Exercise directions
According to the interview text, which instruments does the speaker name as the tools they're given?

Text passage: Begin

We definitely don't listen to alt-rock (laughs) we listen to a lot of rap, 80s power ballads and karaoke, but we also listen to our friends stuff. I definitely feel all of our songs structurally are usually hook-verse-chorus (laughs) there's no mystery to it, or any tricks to the songs. I grew up listening to the Beatles so it's kind of like chess to me. You're given these tools, two guitars, bass and drums, and a basic pop song structure, and it's the basic pen and paper I write with. It still has to be really genuine though and come from a real place?

What was it about the music you'd been hearing that made you want to do something different?

I've never thought too much about genre, it's just the most fluid language for us, just plugging in guitars and using the tools we had, the producers we love. Me as a person I just wanted to say something, be listened to and be part of the conversation. I just grew up listening to records, idolizing rock stars, so I wanted to throw my own two cents in and continue to do so.

You and Liz clicked pretty quickly with your music but what about Ben and Jimmy pushed things forward even more?

Text passage: End
Extracted information: Begin

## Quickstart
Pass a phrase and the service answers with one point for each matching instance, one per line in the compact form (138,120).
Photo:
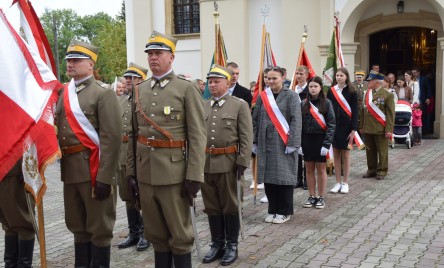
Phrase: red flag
(303,60)
(267,60)
(27,94)
(35,35)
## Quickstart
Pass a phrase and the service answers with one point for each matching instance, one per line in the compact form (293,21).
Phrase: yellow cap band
(221,71)
(160,39)
(139,72)
(84,51)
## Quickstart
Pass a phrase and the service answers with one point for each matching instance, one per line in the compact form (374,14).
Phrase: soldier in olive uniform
(169,118)
(228,152)
(361,87)
(377,125)
(89,135)
(134,74)
(16,219)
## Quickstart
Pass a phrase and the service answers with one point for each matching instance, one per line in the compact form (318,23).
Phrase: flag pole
(304,37)
(42,241)
(216,31)
(264,10)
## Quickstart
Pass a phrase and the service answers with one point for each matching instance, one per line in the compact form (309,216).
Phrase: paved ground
(397,222)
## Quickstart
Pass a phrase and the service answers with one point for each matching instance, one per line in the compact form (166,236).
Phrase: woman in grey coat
(276,143)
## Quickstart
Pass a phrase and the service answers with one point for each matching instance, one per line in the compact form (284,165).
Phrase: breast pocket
(229,120)
(92,118)
(172,114)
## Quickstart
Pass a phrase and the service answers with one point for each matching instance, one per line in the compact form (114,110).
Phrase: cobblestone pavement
(397,222)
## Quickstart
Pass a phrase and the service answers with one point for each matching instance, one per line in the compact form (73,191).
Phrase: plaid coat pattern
(274,166)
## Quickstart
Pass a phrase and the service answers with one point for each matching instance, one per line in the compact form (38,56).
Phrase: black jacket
(311,126)
(242,93)
(342,117)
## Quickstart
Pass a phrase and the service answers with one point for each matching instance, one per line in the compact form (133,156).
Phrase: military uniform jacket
(228,123)
(125,111)
(101,107)
(384,100)
(175,105)
(361,89)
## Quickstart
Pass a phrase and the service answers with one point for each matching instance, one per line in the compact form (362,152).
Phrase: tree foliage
(99,29)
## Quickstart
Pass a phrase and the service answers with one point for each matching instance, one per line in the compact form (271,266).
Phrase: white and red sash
(373,109)
(276,117)
(82,128)
(341,100)
(314,111)
(346,107)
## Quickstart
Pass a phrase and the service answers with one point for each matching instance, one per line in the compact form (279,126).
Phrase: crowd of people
(158,144)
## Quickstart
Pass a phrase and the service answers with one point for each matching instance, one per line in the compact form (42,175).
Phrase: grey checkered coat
(274,166)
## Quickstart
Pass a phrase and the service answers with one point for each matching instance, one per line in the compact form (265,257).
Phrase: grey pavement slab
(396,222)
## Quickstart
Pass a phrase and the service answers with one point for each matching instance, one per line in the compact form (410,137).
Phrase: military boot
(26,250)
(11,251)
(231,234)
(163,259)
(82,252)
(134,225)
(299,183)
(100,257)
(143,243)
(182,261)
(217,231)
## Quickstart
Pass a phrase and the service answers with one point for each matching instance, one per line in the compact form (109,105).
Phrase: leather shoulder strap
(148,120)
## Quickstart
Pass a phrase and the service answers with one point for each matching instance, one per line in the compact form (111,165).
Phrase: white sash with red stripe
(276,117)
(314,111)
(341,100)
(346,107)
(82,128)
(373,109)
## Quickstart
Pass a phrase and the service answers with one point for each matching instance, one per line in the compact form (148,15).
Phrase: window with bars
(186,16)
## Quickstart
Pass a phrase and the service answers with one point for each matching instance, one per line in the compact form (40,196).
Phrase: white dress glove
(324,151)
(290,149)
(254,149)
(300,151)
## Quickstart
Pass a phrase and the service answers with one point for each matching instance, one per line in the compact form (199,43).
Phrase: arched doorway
(400,49)
(419,24)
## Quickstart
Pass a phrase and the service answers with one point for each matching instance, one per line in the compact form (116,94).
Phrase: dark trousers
(280,198)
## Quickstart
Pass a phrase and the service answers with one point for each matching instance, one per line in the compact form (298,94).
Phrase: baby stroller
(402,132)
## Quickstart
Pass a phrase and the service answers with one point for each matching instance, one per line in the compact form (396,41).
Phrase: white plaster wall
(390,7)
(188,58)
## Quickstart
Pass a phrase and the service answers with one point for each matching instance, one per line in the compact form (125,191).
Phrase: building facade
(398,35)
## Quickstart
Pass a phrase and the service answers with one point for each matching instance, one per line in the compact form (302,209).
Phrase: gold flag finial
(265,10)
(216,13)
(305,35)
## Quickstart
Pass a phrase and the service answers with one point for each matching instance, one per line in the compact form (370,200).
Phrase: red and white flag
(302,60)
(267,61)
(27,95)
(34,33)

Extracted information: End

Answer to the problem
Two guitars, bass and drums.